In each of the rows below, replace "thickest part" with "widest part" wherever it occurs and keep everything else unchanged. Leave the pictures out of your answer.
==== INPUT RECORDS
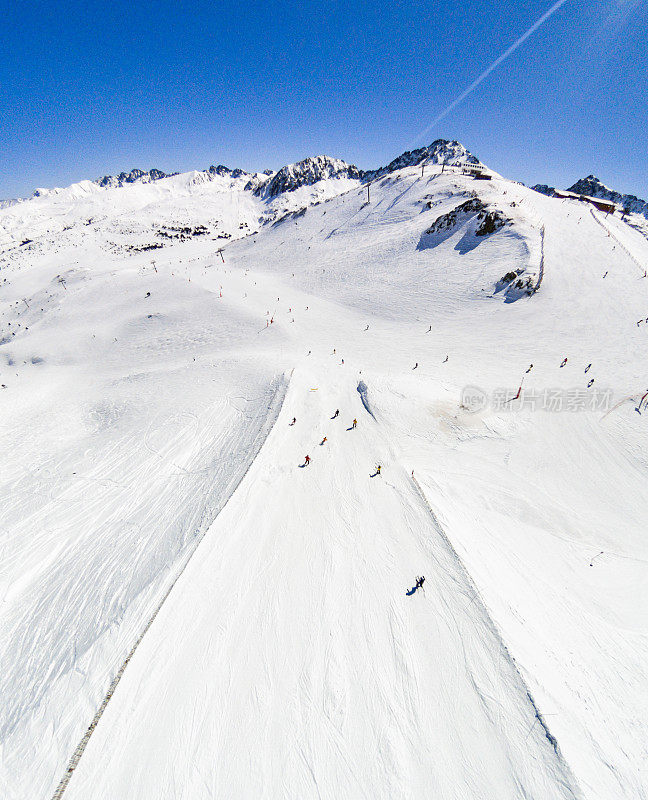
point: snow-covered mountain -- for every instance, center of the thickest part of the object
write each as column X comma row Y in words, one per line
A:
column 591, row 186
column 305, row 173
column 440, row 151
column 134, row 176
column 192, row 611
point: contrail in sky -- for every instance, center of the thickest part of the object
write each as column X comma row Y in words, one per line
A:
column 493, row 66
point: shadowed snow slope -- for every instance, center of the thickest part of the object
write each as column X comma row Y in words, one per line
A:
column 146, row 401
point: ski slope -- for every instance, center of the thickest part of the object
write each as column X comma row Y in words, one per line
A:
column 148, row 446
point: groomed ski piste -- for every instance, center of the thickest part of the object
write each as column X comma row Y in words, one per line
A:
column 253, row 620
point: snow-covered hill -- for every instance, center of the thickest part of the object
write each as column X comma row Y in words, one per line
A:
column 227, row 621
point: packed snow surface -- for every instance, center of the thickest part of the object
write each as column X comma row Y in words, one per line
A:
column 254, row 618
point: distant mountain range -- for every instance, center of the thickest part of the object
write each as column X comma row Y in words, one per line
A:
column 592, row 187
column 292, row 176
column 269, row 184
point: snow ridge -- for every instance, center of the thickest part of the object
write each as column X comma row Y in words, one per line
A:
column 592, row 187
column 305, row 173
column 134, row 176
column 441, row 151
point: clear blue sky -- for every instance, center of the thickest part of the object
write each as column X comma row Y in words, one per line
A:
column 89, row 88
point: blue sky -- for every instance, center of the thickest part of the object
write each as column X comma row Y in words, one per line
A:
column 89, row 88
========
| FULL SOLUTION |
point: snow-covered mountain -- for every instance, center of the widest part of the object
write each as column X comma row Y in words, one per line
A:
column 591, row 186
column 305, row 173
column 440, row 151
column 134, row 176
column 192, row 611
point: contrail in sky -- for every instance, center of the widest part of the object
write each as column X comma row Y in words, one per line
A:
column 493, row 66
point: shadowed snow slope -- for every instance, center of the widest part of the object
write each as column X comma row Y in words, one per line
A:
column 146, row 401
point: ski slope -- for every instance, center of the widest part of the object
write each as column X comma row Y in words, one per line
A:
column 148, row 446
point: groomed ski piste -- for every instance, center of the widest part of the object
write each as column X comma row Y in words, one per line
A:
column 253, row 620
point: snow-covered hill -- for every instance, center of the widest part of the object
write each as column X comma row Y in words, one per line
A:
column 227, row 621
point: packed snow surface -- for every instance, center of the widest part of the object
write each as column X comma row Y in words, one per line
A:
column 254, row 618
point: distant mountain range -- for every instance, center of the widest part of the object
write each as column X comma row Y in words, one per line
A:
column 592, row 187
column 292, row 176
column 269, row 184
point: snow ridge -- for every instance, center of the widest part of the object
write each as column X comma row Y in words, one per line
A:
column 592, row 187
column 305, row 173
column 134, row 176
column 441, row 151
point: clear blue sky -- for every instance, center of the widest part of the object
write each as column X comma row Y in words, one per line
A:
column 89, row 88
point: blue sky -- for every instance, center of the widest part of the object
write each as column X comma row Y in words, one per line
A:
column 89, row 88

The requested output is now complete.